| Testo proposto |
· · · · ·

La misura dell’uomo di Marco Malvaldi, Giunti 2019.
Me lo sono fatto regalare dalla mia figlia Claudia per Natale (a Riccardo ho chiesto Da molto lontano di Roberto Costantini). Giudizi contrastanti in internet. Da 5 stelle a 1. Succede sempre così. Quando uno scrittore passa ad un tipo di narrazione diversa dalle precedenti “sconvolge” un po’ gli abituali lettori.
Qua siamo nella Milano del 1493 alla corte di Ludovico il Moro. Siamo, cioè, in quel nutrito gruppo di gialli storici in cui gli autori italiani hanno dimostrato da tempo la loro bella competenza. Il momento è particolarmente complesso e interessante “Firenze è ancora in lutto per la morte di Lorenzo il Magnifico. Le caravelle di Colombo hanno dischiuso gli orizzonti del Nuovo Mondo”, Carlo VIII ha mandato proprio a Milano due ambasciatori per avere sostegno nella guerra contro gli Aragonesi e per controllare Leonardo da Vinci che sta progettando cose inaudite.

· · · · ·

| Esercizio 1 |
Rispondi in base alla recensione de La misura dell'uomo:
(a) Chi ha regalato il libro per Natale?
(b) In quale città e in quale anno è ambientato il romanzo?
(c) Quanti ambasciatori ha mandato Carlo VIII a Milano?
| Esercizio 2 |
Continua la recensione de La misura dell'uomo a partire dall'ultima frase riportata.
Il materiale riportato più avanti è indipendente dalla recensione.

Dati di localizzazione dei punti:
· · · · ·

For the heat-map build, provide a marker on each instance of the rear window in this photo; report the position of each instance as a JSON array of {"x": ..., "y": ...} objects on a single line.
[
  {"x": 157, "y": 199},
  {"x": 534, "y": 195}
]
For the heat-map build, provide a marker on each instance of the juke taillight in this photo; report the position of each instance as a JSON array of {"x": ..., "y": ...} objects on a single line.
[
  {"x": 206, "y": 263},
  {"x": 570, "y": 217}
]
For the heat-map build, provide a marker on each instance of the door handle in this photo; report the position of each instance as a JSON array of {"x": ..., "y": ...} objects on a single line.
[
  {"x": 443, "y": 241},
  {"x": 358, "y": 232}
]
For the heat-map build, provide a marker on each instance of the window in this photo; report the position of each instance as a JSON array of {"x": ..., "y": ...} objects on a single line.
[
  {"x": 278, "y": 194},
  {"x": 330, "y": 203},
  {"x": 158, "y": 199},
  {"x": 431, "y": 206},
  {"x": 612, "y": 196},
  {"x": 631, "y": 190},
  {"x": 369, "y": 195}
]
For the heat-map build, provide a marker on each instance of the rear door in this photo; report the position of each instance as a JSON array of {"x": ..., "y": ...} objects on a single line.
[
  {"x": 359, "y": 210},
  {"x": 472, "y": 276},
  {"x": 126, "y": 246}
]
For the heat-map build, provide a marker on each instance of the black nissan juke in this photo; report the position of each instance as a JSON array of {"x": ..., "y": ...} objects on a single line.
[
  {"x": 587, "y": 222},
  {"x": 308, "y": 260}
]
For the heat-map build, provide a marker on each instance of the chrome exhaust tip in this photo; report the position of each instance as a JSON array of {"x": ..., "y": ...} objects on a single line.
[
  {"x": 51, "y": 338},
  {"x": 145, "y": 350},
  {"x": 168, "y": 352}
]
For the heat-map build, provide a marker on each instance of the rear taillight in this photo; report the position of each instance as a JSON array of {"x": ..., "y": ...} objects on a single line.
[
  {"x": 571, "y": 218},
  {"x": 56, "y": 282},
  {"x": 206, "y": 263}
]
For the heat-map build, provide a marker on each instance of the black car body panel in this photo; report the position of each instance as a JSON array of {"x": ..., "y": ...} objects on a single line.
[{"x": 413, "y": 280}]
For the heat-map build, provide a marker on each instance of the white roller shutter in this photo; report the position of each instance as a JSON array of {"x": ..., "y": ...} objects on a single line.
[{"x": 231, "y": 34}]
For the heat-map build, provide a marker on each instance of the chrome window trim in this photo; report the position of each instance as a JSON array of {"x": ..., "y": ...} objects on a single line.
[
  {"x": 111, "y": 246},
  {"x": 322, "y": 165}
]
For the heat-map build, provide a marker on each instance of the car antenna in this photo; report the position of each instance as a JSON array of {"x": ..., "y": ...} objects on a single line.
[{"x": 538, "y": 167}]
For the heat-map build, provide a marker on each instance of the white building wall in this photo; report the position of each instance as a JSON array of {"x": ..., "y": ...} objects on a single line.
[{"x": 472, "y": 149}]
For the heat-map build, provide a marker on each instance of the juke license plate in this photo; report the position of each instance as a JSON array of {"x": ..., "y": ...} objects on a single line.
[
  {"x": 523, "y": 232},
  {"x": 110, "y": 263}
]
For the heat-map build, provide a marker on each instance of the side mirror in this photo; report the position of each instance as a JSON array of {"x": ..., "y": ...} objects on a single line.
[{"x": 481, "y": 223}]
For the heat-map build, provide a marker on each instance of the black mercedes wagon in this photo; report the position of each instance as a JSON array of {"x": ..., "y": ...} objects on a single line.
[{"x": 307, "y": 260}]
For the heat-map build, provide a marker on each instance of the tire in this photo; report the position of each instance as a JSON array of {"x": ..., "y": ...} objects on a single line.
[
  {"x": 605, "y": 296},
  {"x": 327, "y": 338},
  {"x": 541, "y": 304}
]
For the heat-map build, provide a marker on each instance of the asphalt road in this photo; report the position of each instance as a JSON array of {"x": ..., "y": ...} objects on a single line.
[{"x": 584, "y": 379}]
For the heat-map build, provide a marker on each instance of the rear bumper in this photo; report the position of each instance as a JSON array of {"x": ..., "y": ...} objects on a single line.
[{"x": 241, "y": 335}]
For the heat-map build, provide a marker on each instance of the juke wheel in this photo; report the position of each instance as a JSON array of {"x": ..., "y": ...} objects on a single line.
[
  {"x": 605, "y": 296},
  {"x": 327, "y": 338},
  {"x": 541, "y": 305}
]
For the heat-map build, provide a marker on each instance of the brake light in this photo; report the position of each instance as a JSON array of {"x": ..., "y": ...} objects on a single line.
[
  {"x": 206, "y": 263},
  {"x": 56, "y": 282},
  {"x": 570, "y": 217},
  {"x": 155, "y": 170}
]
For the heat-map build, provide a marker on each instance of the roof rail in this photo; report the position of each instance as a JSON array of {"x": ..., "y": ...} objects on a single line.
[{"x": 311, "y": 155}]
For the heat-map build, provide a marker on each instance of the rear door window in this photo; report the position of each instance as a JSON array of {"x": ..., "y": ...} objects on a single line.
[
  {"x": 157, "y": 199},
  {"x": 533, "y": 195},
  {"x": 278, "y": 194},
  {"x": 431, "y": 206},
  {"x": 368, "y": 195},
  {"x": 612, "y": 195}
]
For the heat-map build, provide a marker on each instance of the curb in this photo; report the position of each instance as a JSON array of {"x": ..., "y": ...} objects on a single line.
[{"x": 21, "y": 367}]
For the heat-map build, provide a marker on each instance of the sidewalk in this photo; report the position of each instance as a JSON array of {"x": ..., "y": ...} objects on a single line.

· · · · ·

| Risposta 1 |
(a) La figlia Claudia.
(b) A Milano, nel 1493.
(c) Due.

| Risposta 2 |
Parte storica ok, sia per il quadro complessivo che per l’uso di un linguaggio agile, aperto, ricco di humour, una specie di alta “chiacchierata” con il lettore come con un vecchio amico, espressa attraverso una miscela di garbo e sapienza. Il Malvaldone si diverte da pazzi a infilarsi tra un discorso e l’altro dei personaggi, offrendo uno spunto ironico sulla persona che parla o su certe caratteristiche peculiari della società del tempo. Rivolgendosi, talvolta, allo stesso lettore per dire ma guarda un po’ a cosa credevano questi uomini del Quattrocento!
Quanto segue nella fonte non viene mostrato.